## BEGIN
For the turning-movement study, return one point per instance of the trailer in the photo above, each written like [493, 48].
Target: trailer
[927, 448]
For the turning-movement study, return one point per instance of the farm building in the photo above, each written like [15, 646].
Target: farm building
## END
Problem
Copy out every line of the listing above without changing a word.

Written solution
For the turning-movement study, return one point per instance of the trailer in the photo above, each written like [493, 48].
Target: trailer
[927, 448]
For the turning-movement study, return one point per instance of the farm building in the photo above, each written like [15, 646].
Target: farm building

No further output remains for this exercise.